---------- Stored data ----------
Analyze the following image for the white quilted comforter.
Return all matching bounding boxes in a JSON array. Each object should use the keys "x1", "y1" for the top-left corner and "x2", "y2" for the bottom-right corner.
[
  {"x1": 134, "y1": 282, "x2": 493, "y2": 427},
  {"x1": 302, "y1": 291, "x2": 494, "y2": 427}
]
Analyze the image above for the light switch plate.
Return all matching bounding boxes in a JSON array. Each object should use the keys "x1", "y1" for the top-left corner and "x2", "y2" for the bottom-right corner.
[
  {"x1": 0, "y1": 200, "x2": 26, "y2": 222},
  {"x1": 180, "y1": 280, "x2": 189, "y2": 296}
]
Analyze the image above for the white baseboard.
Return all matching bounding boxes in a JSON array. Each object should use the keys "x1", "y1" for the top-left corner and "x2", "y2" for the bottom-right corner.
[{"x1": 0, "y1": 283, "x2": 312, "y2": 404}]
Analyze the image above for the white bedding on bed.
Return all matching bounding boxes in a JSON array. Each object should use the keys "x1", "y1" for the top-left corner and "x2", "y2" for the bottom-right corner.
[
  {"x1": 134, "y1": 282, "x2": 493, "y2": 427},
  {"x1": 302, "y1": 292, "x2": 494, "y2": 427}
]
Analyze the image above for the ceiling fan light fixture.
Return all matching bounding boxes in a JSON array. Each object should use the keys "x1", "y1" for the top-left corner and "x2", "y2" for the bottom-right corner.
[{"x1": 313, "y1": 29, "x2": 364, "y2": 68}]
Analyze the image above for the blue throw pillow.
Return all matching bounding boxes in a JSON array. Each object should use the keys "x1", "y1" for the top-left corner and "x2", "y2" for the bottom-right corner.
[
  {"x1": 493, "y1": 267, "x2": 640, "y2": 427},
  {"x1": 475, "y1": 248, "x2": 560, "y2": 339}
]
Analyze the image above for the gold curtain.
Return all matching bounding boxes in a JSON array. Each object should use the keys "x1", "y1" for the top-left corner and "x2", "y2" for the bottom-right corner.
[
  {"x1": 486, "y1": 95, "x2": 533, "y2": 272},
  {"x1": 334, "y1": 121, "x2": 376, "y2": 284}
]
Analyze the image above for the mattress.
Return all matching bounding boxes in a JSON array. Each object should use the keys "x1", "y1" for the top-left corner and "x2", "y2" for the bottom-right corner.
----------
What you will do ->
Convert every line of the records above into a Markdown table with the columns Row and Line, numbering each line and skipping any blank lines.

Solution to the problem ->
| Row | Line |
|---|---|
| 1 | Analyze the following image for the white quilted comforter. |
| 2 | Return all matching bounding boxes in a JSON array. Each object should use the keys "x1", "y1" for the top-left corner and "x2", "y2" for the bottom-right corner. |
| 3 | [ |
| 4 |   {"x1": 134, "y1": 282, "x2": 493, "y2": 427}, |
| 5 |   {"x1": 302, "y1": 291, "x2": 494, "y2": 427} |
| 6 | ] |
| 7 | Analyze the image above for the light switch plate. |
| 8 | Return all matching bounding boxes in a JSON array. Each object should use the keys "x1", "y1" for the top-left corner and "x2", "y2" for the bottom-right corner. |
| 9 | [ |
| 10 |   {"x1": 0, "y1": 200, "x2": 26, "y2": 222}, |
| 11 |   {"x1": 180, "y1": 280, "x2": 189, "y2": 296} |
| 12 | ] |
| 13 | Analyze the image above for the white baseboard. |
| 14 | Return all matching bounding boxes in a JSON array. Each object should use the keys "x1", "y1" for the top-left corner and "x2", "y2" for the bottom-right corner. |
| 15 | [{"x1": 0, "y1": 283, "x2": 312, "y2": 404}] |
| 16 | Analyze the image above for the white bedding on bed. |
| 17 | Return all matching bounding boxes in a JSON array. Each object should use the keys "x1", "y1" for the top-left corner and "x2", "y2" for the bottom-right corner. |
| 18 | [ |
| 19 |   {"x1": 134, "y1": 282, "x2": 493, "y2": 427}, |
| 20 |   {"x1": 302, "y1": 292, "x2": 494, "y2": 427} |
| 21 | ] |
| 22 | Analyze the image above for the ceiling fan light fixture. |
| 23 | Return all matching bounding boxes in a JSON array. Each object should use the keys "x1", "y1" for the top-left corner and "x2", "y2" for the bottom-right corner. |
| 24 | [{"x1": 313, "y1": 29, "x2": 364, "y2": 68}] |
| 25 | Analyze the image above for the blue throw pillow. |
| 26 | Return all matching bounding boxes in a JSON array. Each object should use the keys "x1", "y1" for the top-left corner and "x2", "y2" for the bottom-right corner. |
| 27 | [ |
| 28 |   {"x1": 493, "y1": 267, "x2": 640, "y2": 427}, |
| 29 |   {"x1": 475, "y1": 248, "x2": 560, "y2": 339} |
| 30 | ] |
| 31 | Analyze the image above for the gold curtain. |
| 32 | Return all matching bounding boxes in a JSON array. Each object should use the keys "x1", "y1" for the top-left corner and "x2", "y2" for the bottom-right corner. |
| 33 | [ |
| 34 |   {"x1": 486, "y1": 95, "x2": 533, "y2": 272}, |
| 35 |   {"x1": 334, "y1": 121, "x2": 376, "y2": 284} |
| 36 | ] |
| 37 | Analyze the image above for the mattress. |
| 38 | Return all matching bounding boxes in a JSON array. Each object should use the keys "x1", "y1" for the top-left corner and "x2", "y2" for the bottom-right corner. |